■ **Aim**
With the line containing "Query: drooping pink petal" as the first line and the last line of the records as the final one, reproduce that range exactly.

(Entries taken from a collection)
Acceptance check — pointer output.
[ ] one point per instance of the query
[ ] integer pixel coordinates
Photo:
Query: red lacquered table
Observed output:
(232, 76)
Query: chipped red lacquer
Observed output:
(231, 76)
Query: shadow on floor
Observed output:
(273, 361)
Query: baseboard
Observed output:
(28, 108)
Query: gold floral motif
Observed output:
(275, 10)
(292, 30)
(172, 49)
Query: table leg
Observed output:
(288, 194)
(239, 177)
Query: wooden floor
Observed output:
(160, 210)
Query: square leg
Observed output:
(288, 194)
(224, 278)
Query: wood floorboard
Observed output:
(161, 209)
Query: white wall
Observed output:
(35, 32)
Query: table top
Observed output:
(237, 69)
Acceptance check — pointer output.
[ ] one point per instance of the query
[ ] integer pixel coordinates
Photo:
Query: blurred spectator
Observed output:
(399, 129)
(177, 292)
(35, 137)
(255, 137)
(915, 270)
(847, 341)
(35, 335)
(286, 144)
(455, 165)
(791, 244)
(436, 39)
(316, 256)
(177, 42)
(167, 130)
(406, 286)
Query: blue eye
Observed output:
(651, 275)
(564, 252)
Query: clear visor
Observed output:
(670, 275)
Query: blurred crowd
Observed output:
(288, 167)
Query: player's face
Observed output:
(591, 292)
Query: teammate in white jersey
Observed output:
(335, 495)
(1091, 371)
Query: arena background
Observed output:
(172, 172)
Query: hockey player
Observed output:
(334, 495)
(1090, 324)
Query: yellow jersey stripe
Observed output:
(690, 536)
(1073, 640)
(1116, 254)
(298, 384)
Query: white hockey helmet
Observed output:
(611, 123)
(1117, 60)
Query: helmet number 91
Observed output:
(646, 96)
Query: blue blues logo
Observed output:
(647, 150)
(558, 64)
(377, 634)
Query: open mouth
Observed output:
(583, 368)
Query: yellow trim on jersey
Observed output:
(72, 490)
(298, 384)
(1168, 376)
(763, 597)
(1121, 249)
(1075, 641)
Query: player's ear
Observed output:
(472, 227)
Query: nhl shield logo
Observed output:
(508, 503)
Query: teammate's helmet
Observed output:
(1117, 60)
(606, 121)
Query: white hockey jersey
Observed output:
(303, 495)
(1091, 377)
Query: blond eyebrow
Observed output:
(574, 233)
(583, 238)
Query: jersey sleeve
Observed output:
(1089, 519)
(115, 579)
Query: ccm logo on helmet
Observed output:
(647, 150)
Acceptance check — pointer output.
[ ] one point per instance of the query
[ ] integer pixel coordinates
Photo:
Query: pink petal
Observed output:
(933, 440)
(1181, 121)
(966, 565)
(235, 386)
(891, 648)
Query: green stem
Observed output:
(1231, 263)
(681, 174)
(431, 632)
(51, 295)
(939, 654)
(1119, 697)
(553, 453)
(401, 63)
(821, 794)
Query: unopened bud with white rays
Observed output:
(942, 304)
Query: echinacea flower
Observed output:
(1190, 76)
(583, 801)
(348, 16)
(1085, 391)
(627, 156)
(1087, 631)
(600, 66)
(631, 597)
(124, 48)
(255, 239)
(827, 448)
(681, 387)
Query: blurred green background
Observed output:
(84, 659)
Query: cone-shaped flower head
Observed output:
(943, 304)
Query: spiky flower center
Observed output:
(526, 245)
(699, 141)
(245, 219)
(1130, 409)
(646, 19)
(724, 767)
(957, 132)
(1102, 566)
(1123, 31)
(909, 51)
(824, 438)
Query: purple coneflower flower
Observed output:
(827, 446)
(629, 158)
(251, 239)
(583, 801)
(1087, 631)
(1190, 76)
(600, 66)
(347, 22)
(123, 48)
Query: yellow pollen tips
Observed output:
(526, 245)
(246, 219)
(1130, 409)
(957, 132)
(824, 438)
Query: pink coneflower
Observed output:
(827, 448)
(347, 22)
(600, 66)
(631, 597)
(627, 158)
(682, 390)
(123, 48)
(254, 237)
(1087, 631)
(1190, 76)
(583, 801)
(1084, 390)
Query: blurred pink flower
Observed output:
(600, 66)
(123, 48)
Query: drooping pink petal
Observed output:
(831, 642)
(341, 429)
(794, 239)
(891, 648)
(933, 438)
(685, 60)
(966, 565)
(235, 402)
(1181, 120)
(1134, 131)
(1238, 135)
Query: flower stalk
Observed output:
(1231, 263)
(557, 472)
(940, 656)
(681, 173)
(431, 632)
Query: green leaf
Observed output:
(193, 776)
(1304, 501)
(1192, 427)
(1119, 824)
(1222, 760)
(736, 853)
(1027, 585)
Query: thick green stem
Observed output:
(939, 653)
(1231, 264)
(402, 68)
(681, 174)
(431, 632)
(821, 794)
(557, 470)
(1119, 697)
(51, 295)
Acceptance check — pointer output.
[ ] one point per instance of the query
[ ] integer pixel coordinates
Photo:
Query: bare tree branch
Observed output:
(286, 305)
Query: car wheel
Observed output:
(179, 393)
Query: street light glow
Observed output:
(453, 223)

■ **Finished exercise**
Query: drooping pink petal
Observed output:
(831, 642)
(341, 429)
(794, 239)
(891, 648)
(933, 438)
(685, 60)
(966, 565)
(235, 402)
(1181, 120)
(1134, 131)
(1238, 135)
Query: flower stalk
Observed output:
(1231, 263)
(557, 472)
(940, 656)
(681, 173)
(431, 632)
Query: green leaf
Observed output:
(193, 776)
(1304, 501)
(1192, 427)
(1119, 824)
(1222, 760)
(736, 853)
(1027, 585)
Query: thick green stem
Observed output:
(939, 653)
(1231, 264)
(402, 68)
(681, 174)
(431, 632)
(821, 794)
(557, 470)
(1119, 697)
(51, 295)
Acceptance check — pointer output.
[ ] one point per instance of the query
[ ] integer pixel coordinates
Photo:
Query: bare tree branch
Observed output:
(286, 305)
Query: car wheel
Observed output:
(179, 393)
Query: street light glow
Observed output:
(453, 223)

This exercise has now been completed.